Data to use
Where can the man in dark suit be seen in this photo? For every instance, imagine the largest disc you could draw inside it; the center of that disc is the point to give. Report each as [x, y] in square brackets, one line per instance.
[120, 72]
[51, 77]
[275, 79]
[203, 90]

Short problem
Return the data above word for word, keeping every line as it appears.

Result of the task
Where can the man in dark suit be seen in this photo? For every instance, imagine the largest disc you could draw inside it; the center of that disc is the point to give. Report each as [x, y] in square brackets, one line per instance.
[120, 72]
[51, 77]
[275, 79]
[203, 90]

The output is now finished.